Consigne.
Pour chacune des affirmations suivantes, dites si elle concorde avec le texte sur le gaspillage alimentaire dans les cantines, reproduit plus bas. Répondez par oui ou par non, puis citez mot pour mot le passage du texte qui tranche.
(a) Selon Bruxelles Environnement, le gaspillage alimentaire à l’école atteint 6 à 7 kg par élève et par an.
(b) La majeure partie des déchets alimentaires d’une école provient des restes de repas froids.
(c) La surproduction lors de la préparation des repas constitue l’un des deux niveaux de ce gaspillage.

Dans nos pays industrialisés, c’est avant tout lors de la vente et de la consommation que le gaspillage alimentaire se manifeste. Et c’est là que les cantines, en tant que « consommateur collectif », peuvent être un des acteurs-clés. Selon Bruxelles Environnement, le gaspillage alimentaire à l’école représente 6 à 7kg par élève et par an. 68% des déchets alimentaires d’une école sont dus aux restes de repas chauds. Ce gaspillage se situe à deux niveaux. D’une part, une situation de surproduction lors de la préparation des repas. D’autre part, une situation où le consommateur ne termine pas son repas.
Quelques mesures peuvent être mises en place, parfois de manière très rapide pour diminuer ce gaspillage et donc aussi faire des économies qui peuvent servir à privilégier des aliments parfois plus coûteux ! Il s’agit par exemple de mieux connaître le nombre de repas à préparer, d’avoir la possibilité de réajuster ses achats auprès des fournisseurs en fonction des restes non utilisés ou de proposer un service permettant aux consommateurs de choisir lui-même la quantité qu’il consommera.

Données d’ancrage d’objets en langage naturel.
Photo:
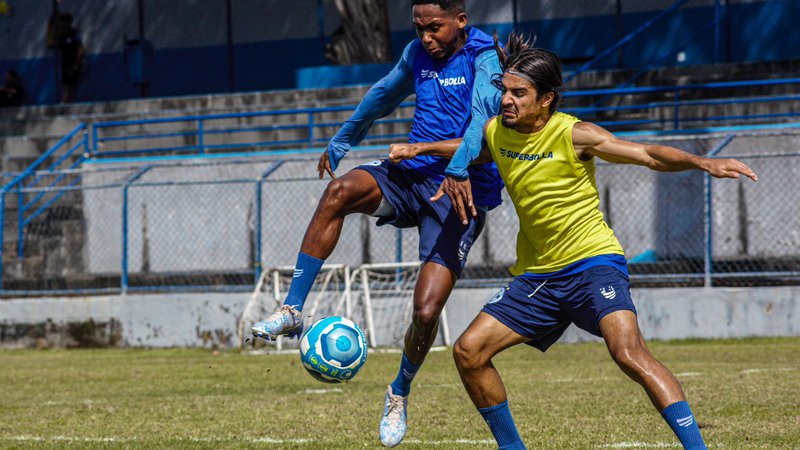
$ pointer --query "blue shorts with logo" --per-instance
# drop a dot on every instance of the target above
(443, 239)
(543, 309)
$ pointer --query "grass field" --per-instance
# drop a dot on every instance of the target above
(745, 394)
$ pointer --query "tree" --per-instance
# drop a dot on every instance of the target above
(363, 36)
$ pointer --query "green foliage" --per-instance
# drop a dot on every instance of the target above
(744, 394)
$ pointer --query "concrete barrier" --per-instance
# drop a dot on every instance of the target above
(210, 320)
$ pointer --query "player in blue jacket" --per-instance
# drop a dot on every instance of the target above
(449, 68)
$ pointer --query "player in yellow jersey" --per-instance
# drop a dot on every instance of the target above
(570, 268)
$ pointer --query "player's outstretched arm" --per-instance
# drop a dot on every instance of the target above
(590, 139)
(460, 189)
(382, 98)
(401, 151)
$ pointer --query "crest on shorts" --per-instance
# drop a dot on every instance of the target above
(463, 249)
(497, 297)
(608, 292)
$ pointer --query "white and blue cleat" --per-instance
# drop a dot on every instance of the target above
(393, 423)
(286, 321)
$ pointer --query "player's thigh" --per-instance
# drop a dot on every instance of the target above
(485, 337)
(595, 293)
(620, 330)
(356, 191)
(434, 285)
(530, 308)
(443, 239)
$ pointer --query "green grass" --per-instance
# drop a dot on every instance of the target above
(745, 394)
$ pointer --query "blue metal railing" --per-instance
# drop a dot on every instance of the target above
(201, 132)
(716, 23)
(49, 165)
(35, 173)
(129, 132)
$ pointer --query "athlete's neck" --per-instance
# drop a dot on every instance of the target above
(533, 127)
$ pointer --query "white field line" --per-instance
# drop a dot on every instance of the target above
(321, 391)
(86, 439)
(439, 386)
(451, 442)
(573, 380)
(290, 351)
(782, 369)
(642, 445)
(263, 440)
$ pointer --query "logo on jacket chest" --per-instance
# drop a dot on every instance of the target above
(511, 154)
(444, 81)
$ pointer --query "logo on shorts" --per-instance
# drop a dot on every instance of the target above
(497, 297)
(608, 292)
(686, 422)
(463, 249)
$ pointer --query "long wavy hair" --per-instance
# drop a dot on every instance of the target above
(541, 67)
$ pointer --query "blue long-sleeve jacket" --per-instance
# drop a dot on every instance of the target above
(454, 98)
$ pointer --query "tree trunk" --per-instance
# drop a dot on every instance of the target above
(363, 36)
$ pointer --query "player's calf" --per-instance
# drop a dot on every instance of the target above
(286, 321)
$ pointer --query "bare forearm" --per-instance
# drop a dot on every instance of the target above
(444, 149)
(671, 159)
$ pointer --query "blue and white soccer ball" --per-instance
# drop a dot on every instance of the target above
(333, 349)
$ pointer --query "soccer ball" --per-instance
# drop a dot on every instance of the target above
(333, 349)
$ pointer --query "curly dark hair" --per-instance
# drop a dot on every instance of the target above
(541, 67)
(449, 6)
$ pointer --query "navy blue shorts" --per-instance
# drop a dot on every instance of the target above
(543, 309)
(443, 239)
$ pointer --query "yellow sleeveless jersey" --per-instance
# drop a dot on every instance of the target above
(555, 195)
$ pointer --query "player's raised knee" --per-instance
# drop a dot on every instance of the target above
(338, 194)
(629, 355)
(427, 316)
(467, 353)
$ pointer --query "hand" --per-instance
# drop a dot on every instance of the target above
(324, 165)
(729, 168)
(400, 152)
(460, 193)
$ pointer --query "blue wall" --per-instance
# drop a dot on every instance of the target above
(755, 30)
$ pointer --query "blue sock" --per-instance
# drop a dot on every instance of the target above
(408, 370)
(305, 272)
(499, 419)
(680, 418)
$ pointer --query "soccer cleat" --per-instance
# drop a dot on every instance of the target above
(285, 321)
(393, 423)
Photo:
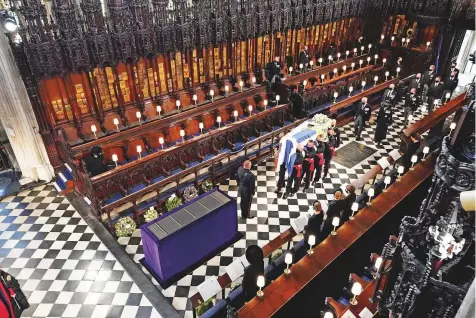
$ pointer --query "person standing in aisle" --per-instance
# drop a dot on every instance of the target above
(308, 163)
(362, 116)
(294, 168)
(246, 190)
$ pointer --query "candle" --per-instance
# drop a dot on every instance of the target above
(161, 142)
(114, 158)
(93, 129)
(116, 122)
(182, 134)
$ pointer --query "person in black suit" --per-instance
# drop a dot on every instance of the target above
(384, 120)
(454, 69)
(416, 83)
(246, 190)
(318, 161)
(254, 255)
(308, 163)
(349, 200)
(273, 70)
(294, 168)
(335, 209)
(429, 76)
(304, 58)
(389, 95)
(435, 91)
(362, 116)
(450, 84)
(329, 150)
(12, 299)
(314, 223)
(412, 101)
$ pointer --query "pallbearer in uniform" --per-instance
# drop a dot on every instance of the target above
(329, 150)
(384, 120)
(246, 190)
(294, 168)
(318, 160)
(304, 58)
(308, 163)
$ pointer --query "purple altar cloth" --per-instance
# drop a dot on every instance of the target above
(195, 241)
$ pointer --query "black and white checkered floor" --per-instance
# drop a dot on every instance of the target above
(66, 271)
(61, 265)
(272, 214)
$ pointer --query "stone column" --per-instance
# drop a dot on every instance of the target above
(18, 118)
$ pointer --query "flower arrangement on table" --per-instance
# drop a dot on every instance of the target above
(150, 215)
(207, 185)
(125, 226)
(173, 202)
(190, 193)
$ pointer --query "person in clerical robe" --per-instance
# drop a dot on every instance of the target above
(308, 163)
(384, 120)
(294, 168)
(314, 223)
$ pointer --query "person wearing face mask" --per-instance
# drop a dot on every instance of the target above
(294, 169)
(308, 163)
(389, 95)
(412, 101)
(429, 76)
(362, 116)
(416, 83)
(434, 92)
(318, 160)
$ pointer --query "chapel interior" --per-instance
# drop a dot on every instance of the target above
(237, 158)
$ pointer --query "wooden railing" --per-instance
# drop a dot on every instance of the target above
(281, 290)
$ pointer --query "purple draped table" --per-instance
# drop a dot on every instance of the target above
(181, 240)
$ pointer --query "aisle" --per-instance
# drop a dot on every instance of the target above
(273, 214)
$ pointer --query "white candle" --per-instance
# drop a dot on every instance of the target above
(93, 129)
(161, 142)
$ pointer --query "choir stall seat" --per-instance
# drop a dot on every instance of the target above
(132, 149)
(116, 150)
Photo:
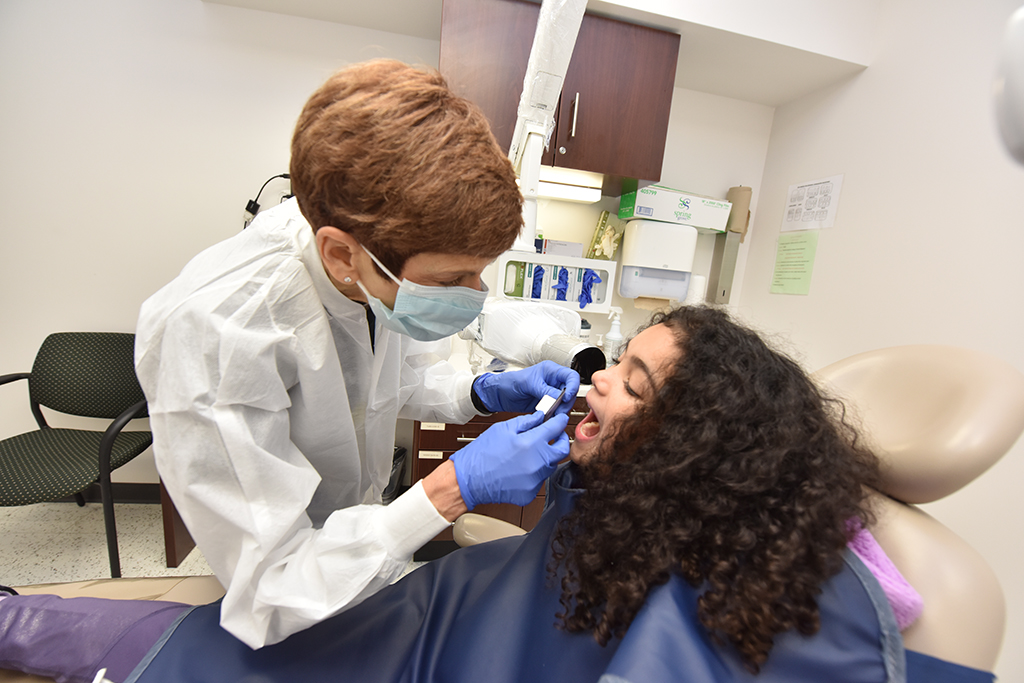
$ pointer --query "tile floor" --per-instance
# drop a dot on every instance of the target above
(60, 542)
(48, 543)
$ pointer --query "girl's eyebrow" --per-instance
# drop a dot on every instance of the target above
(640, 365)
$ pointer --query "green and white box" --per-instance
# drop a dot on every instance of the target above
(673, 206)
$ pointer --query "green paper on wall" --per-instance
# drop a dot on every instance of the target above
(795, 262)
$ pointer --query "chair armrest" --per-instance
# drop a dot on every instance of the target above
(472, 528)
(4, 379)
(107, 443)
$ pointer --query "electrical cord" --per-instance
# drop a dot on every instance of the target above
(252, 208)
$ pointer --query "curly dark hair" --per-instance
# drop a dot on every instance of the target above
(740, 476)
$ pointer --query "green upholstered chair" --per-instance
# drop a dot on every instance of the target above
(87, 374)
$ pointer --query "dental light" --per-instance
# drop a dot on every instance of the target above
(526, 333)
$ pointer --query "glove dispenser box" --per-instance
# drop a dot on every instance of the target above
(657, 259)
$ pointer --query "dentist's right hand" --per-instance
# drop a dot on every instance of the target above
(510, 460)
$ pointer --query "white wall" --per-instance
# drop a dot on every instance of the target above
(928, 238)
(131, 136)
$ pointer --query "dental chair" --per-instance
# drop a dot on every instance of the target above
(938, 417)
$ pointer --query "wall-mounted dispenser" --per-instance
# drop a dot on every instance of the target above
(657, 259)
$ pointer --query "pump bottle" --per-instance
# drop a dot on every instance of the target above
(613, 339)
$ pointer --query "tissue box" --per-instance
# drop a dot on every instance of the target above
(673, 206)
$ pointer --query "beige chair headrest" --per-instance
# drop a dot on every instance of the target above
(937, 416)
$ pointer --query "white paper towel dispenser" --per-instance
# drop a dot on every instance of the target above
(657, 259)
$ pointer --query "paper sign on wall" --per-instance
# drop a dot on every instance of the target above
(795, 262)
(812, 205)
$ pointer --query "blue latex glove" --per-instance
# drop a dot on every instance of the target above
(519, 390)
(510, 461)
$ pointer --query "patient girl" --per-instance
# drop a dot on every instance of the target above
(699, 534)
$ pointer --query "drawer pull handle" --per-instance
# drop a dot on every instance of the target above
(576, 111)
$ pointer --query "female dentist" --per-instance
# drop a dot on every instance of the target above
(276, 364)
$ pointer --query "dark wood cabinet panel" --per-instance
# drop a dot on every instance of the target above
(483, 55)
(613, 115)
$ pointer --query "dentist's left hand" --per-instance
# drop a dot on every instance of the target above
(518, 391)
(510, 460)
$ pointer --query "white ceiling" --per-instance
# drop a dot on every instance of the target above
(711, 59)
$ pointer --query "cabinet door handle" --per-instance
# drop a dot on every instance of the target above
(576, 111)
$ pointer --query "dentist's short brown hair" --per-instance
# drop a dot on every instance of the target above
(387, 153)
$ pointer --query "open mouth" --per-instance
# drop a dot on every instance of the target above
(588, 428)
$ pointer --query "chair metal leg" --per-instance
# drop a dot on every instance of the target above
(112, 531)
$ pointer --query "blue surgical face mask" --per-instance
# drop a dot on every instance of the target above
(426, 313)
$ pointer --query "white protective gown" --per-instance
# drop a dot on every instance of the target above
(273, 427)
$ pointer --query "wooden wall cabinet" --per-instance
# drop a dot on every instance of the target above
(613, 114)
(433, 442)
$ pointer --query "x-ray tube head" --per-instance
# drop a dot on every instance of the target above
(524, 333)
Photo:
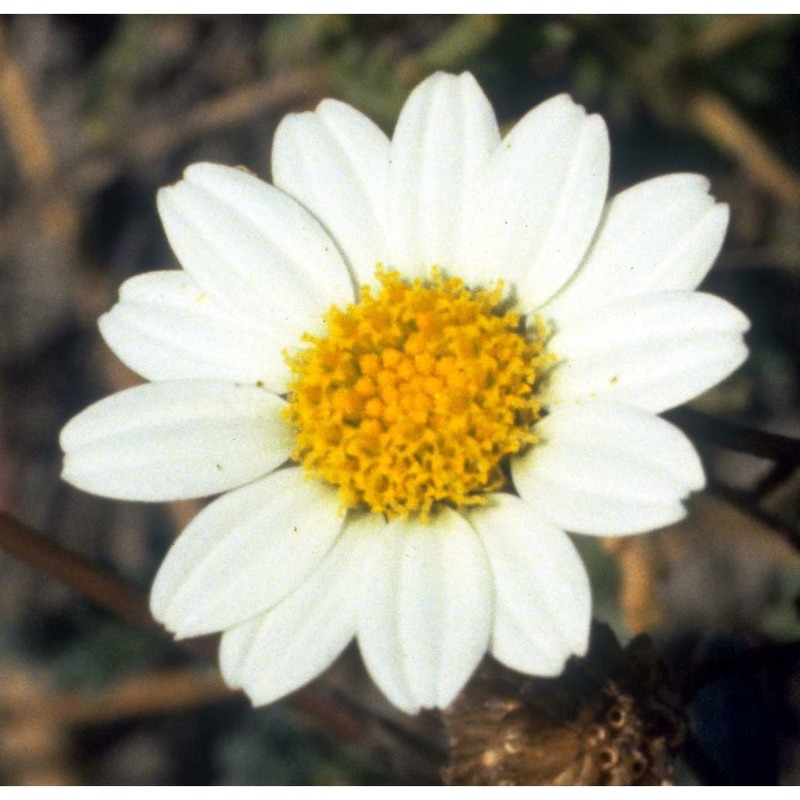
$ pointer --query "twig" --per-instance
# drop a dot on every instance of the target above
(723, 32)
(720, 122)
(76, 572)
(231, 109)
(734, 436)
(30, 144)
(343, 719)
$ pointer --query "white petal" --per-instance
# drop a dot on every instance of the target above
(543, 603)
(425, 610)
(245, 552)
(336, 162)
(607, 469)
(284, 648)
(443, 140)
(175, 440)
(661, 234)
(654, 351)
(541, 201)
(166, 328)
(253, 249)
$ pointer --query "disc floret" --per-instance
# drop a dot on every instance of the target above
(416, 395)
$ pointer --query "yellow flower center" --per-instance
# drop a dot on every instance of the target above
(416, 395)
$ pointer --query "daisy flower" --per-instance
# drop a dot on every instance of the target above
(408, 367)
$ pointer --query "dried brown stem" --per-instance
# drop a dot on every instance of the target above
(721, 123)
(340, 718)
(734, 436)
(723, 32)
(76, 572)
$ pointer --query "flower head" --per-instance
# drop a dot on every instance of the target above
(409, 367)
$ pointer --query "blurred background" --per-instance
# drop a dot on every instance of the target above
(96, 113)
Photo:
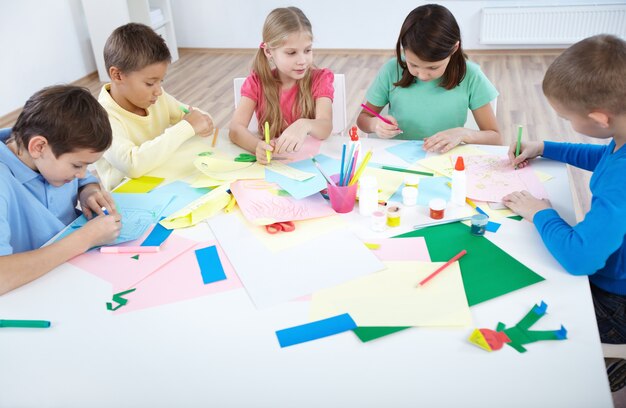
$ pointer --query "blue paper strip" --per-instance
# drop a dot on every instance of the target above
(492, 226)
(315, 330)
(210, 265)
(157, 236)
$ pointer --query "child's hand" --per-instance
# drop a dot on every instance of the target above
(385, 130)
(92, 199)
(261, 148)
(525, 204)
(101, 230)
(528, 150)
(292, 139)
(445, 140)
(201, 123)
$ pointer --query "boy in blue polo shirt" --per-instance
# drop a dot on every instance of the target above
(43, 173)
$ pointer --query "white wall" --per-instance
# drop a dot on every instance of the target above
(42, 42)
(358, 24)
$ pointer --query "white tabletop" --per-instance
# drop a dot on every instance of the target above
(220, 351)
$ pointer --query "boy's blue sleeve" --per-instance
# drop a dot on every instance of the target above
(584, 248)
(583, 156)
(88, 179)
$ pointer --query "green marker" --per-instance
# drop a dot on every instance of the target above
(34, 324)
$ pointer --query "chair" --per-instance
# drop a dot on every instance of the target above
(339, 103)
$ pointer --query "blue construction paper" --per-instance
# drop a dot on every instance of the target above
(138, 211)
(315, 330)
(157, 236)
(432, 187)
(210, 265)
(492, 226)
(410, 151)
(182, 193)
(301, 189)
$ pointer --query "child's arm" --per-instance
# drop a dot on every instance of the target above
(93, 198)
(241, 136)
(369, 123)
(584, 248)
(320, 127)
(488, 133)
(19, 269)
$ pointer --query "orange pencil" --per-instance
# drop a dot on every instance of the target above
(215, 132)
(442, 267)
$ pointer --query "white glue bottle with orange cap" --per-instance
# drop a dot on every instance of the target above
(459, 183)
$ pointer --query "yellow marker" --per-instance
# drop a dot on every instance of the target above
(268, 154)
(231, 204)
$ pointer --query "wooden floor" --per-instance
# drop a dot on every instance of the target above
(203, 78)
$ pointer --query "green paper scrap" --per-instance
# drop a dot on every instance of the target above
(487, 270)
(142, 184)
(119, 299)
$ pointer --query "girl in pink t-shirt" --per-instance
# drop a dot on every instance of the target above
(284, 89)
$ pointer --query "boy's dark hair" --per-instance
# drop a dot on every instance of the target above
(69, 117)
(134, 46)
(590, 74)
(431, 32)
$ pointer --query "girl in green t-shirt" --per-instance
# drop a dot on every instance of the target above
(429, 87)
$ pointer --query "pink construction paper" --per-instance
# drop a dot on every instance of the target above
(262, 203)
(180, 280)
(122, 270)
(401, 249)
(491, 177)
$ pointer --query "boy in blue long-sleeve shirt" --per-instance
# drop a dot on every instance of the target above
(586, 85)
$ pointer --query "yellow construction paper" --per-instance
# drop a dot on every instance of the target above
(203, 181)
(139, 185)
(288, 171)
(229, 170)
(200, 209)
(442, 163)
(306, 230)
(391, 298)
(478, 339)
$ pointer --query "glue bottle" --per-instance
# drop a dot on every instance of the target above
(459, 183)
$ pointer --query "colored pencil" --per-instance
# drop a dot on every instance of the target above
(343, 161)
(373, 112)
(268, 154)
(361, 168)
(442, 267)
(328, 179)
(519, 141)
(215, 132)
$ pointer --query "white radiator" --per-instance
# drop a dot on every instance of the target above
(550, 24)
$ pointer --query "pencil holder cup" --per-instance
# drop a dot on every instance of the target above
(342, 198)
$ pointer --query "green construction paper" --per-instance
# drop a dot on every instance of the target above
(487, 270)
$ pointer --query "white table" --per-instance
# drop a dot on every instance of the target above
(220, 351)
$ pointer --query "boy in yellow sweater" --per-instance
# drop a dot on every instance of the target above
(147, 123)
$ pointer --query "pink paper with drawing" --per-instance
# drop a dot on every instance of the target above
(491, 177)
(180, 280)
(264, 203)
(123, 270)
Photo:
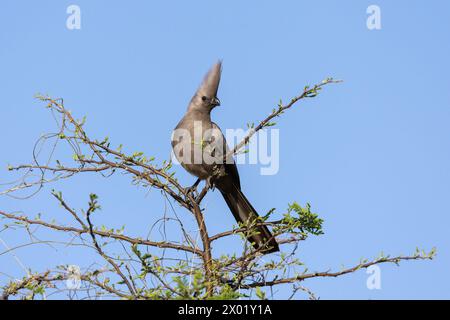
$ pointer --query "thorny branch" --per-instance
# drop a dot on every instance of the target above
(147, 268)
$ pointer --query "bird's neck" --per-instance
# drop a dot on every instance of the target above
(204, 115)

Réponse attendue.
(a) Oui : « Selon Bruxelles Environnement, le gaspillage alimentaire à l’école représente 6 à 7kg par élève et par an. »
(b) Non : « 68% des déchets alimentaires d’une école sont dus aux restes de repas chauds. »
(c) Oui : « D’une part, une situation de surproduction lors de la préparation des repas. »